#### Your goal
With the line containing "point_to(query) returns, for every instance of the maple" as the start and the line containing "point_to(query) returns, for every instance of the bare" as the end, transcribe that span of the entries below exactly, including both.

#### Material supplied

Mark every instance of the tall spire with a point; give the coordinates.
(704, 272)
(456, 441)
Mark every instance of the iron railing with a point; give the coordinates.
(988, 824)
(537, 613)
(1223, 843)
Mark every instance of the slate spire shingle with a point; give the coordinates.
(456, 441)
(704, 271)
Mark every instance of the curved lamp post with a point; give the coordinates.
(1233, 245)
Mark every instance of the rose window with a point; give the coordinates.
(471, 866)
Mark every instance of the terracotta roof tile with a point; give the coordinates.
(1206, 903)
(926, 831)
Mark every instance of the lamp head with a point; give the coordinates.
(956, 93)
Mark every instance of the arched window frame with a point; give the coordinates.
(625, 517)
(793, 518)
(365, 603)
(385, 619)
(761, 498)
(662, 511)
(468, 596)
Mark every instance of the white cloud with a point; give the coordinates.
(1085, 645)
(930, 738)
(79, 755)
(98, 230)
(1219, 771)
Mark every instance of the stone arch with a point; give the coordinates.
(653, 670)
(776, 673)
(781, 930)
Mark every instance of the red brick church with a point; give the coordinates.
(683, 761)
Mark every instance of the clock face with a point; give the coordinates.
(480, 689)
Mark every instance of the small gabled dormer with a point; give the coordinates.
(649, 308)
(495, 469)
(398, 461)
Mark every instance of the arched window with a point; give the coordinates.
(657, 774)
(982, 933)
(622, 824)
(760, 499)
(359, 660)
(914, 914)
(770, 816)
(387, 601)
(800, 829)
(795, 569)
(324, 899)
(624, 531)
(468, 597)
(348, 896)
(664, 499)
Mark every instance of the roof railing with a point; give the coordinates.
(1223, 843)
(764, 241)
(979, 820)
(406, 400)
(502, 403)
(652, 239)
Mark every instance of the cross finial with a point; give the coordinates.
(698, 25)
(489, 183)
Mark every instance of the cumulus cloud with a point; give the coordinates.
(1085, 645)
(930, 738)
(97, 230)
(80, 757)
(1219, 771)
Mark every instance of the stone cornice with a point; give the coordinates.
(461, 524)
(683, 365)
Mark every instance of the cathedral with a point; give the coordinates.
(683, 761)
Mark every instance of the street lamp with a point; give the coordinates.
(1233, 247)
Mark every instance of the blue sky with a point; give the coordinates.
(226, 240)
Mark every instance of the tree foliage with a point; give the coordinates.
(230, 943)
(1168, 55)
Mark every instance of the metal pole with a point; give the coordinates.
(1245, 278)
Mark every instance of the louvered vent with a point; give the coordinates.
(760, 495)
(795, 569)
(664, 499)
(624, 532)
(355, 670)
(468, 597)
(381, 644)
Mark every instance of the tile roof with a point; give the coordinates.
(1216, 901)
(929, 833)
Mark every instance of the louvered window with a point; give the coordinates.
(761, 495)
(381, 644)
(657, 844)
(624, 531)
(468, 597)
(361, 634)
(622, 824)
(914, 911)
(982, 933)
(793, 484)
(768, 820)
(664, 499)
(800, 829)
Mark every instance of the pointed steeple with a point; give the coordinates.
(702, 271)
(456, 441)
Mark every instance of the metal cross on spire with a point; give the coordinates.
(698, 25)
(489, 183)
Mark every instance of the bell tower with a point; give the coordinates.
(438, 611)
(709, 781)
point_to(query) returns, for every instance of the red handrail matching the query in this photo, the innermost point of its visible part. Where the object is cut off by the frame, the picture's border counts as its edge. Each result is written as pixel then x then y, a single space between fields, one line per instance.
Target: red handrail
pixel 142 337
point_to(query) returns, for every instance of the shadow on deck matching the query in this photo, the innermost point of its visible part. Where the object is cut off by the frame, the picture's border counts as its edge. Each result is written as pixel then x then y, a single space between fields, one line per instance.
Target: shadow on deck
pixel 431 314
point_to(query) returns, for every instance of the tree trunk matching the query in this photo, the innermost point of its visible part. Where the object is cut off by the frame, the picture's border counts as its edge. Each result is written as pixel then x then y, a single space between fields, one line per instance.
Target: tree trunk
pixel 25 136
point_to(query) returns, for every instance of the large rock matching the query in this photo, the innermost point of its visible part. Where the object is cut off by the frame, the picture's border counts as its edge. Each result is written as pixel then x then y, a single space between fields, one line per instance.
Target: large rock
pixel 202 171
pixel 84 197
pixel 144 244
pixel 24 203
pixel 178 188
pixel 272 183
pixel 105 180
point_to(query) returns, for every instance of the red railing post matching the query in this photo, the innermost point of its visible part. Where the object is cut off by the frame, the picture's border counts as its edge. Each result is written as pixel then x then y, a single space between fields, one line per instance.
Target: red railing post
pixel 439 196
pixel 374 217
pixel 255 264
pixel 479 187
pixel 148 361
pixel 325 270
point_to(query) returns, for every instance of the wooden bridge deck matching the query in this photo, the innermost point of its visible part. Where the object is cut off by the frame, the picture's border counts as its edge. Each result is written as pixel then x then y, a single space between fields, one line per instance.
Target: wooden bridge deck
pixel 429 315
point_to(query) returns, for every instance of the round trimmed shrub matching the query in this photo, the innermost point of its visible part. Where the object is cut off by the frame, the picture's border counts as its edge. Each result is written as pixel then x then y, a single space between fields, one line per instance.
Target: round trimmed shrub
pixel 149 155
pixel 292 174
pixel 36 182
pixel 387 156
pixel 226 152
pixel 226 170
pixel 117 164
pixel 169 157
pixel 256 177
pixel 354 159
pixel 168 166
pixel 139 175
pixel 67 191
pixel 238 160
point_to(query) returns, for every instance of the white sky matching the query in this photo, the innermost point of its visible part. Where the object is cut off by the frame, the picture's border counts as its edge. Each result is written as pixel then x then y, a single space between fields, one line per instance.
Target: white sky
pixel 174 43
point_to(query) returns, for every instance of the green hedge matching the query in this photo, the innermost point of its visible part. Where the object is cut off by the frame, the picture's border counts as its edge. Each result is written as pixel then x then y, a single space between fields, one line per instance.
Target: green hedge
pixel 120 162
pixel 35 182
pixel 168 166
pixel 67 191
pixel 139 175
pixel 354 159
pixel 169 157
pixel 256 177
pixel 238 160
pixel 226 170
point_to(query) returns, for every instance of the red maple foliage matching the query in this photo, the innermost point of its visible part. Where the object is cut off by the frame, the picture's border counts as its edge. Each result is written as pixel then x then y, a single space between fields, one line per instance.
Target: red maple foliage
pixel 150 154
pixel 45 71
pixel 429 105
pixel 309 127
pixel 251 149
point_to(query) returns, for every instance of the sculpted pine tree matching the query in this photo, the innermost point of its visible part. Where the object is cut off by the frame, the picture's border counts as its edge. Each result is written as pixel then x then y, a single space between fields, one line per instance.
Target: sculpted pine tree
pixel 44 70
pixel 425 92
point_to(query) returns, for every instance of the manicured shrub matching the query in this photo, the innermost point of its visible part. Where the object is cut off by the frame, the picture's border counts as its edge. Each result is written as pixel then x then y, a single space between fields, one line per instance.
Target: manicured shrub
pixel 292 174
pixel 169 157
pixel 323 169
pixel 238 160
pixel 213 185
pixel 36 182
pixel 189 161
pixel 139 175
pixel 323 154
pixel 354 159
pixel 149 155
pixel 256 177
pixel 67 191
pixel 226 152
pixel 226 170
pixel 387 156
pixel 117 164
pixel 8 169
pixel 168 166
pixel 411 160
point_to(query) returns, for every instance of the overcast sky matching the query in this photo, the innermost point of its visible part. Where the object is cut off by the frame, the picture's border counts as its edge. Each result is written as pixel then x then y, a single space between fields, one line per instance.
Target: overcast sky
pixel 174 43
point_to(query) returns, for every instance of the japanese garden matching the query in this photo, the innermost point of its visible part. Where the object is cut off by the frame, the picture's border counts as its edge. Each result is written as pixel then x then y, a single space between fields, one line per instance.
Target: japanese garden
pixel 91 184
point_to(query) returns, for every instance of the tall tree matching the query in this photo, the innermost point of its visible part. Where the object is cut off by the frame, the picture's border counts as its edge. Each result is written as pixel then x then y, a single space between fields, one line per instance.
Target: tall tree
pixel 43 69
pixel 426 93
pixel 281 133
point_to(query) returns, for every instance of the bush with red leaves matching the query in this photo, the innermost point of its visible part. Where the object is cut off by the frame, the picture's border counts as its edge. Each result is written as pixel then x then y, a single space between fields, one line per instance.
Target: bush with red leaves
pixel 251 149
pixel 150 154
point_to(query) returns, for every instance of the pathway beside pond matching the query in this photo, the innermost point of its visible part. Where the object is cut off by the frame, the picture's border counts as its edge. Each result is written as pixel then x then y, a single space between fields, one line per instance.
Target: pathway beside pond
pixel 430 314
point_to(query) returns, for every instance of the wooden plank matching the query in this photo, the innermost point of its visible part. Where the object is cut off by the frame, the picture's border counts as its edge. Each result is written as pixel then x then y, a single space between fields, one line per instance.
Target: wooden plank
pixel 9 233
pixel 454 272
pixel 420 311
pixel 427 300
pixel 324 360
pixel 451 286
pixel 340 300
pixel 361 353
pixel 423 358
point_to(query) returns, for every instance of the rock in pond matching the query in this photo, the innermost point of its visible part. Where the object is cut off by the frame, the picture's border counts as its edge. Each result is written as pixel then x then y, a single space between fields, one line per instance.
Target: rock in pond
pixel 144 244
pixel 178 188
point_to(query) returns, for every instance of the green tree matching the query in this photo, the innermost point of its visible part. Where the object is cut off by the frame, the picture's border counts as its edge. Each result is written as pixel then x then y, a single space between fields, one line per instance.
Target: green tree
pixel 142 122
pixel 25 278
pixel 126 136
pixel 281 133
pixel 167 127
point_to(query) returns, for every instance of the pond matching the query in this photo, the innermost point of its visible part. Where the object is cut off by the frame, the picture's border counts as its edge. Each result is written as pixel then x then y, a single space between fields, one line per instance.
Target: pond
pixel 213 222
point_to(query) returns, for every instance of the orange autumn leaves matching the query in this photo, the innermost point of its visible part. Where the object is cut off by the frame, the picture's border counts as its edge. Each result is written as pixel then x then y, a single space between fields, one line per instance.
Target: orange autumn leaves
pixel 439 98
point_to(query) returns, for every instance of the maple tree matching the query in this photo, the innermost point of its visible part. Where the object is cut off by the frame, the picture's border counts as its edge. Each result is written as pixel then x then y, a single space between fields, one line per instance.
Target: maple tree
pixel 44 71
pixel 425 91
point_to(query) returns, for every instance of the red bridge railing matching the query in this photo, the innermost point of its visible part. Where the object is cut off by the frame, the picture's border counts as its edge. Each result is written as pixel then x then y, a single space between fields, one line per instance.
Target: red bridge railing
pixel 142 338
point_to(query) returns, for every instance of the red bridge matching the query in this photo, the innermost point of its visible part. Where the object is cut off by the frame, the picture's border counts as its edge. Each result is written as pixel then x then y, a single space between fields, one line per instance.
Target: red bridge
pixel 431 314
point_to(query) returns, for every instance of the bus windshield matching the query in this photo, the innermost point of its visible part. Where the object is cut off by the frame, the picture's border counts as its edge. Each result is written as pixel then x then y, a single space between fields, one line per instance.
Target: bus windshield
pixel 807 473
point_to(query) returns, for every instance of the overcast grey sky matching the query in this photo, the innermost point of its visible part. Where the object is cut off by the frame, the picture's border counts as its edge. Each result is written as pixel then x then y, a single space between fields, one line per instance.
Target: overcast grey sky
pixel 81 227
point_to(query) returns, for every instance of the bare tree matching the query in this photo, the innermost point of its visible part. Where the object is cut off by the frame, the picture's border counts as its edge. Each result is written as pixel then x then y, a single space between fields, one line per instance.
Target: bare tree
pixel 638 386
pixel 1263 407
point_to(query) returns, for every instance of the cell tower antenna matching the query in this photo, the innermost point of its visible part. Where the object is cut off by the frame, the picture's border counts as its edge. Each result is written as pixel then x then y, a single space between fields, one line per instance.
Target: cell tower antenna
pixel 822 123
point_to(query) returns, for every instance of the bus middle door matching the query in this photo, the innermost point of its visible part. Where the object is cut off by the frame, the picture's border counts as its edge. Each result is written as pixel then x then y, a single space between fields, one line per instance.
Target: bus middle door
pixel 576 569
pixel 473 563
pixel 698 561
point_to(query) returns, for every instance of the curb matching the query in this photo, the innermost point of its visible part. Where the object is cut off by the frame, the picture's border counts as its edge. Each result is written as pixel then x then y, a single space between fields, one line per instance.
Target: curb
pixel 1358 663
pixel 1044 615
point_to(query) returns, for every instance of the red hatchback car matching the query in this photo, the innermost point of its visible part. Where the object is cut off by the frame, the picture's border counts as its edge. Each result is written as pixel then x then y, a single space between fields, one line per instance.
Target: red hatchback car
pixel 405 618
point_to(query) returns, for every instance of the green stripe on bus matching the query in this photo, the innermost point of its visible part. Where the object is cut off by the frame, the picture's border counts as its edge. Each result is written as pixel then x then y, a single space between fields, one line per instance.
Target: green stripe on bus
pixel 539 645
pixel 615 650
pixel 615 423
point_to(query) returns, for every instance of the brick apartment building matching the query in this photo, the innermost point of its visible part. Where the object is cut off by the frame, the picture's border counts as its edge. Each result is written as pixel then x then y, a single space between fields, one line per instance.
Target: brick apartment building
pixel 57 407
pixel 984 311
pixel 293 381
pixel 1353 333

#### Answer section
point_to(query) returns, for every instance of the maple tree matching the query in this photo, the innermost point of its visible part. Where the object is cut off by the frame, the picture's border counts as its edge. Each result is written as pixel then x then y, a single space between fields, one line per instance.
Target: maple tree
pixel 44 71
pixel 425 91
point_to(query) returns, for every instance of the red bridge railing matching the query in this photo, the innermost point of its visible part. Where the object is cut off by the frame, the picture's border counts as its edge. Each result is written as pixel then x then y, a single space between fields, one line per instance.
Target: red bridge railing
pixel 142 338
point_to(query) returns, for every instance of the red bridge matching the query in this photo, the innermost point of its visible part. Where the object is cut off by the frame, the picture's border counts as its edge. Each result is written as pixel then x then y, a single space between fields, one line per instance.
Target: red bridge
pixel 431 314
point_to(query) returns, for every instance of the bus windshield matching the query in this photo, the innermost point of its visible part. Where the object is cut off by the frame, the picture's border counts as its edge. Each result is written as pixel then x then y, a single space between fields, one line per instance.
Target: bus windshield
pixel 807 473
point_to(query) returns, for every instance of the overcast grey sky matching the query in this photo, the innermost point of its visible part. Where the object is cut off by the frame, the picture's border counts as its edge. Each result is written as pixel then x then y, a single space between fields, one line per instance.
Target: overcast grey sky
pixel 81 227
point_to(query) returns, for every instance of the bare tree matching the query in this photo, the innermost point of its visible part. Where the object is cut off by the frame, the picture's border counts as its edge. Each result is written as pixel then x then y, a single space between fields, one line per instance.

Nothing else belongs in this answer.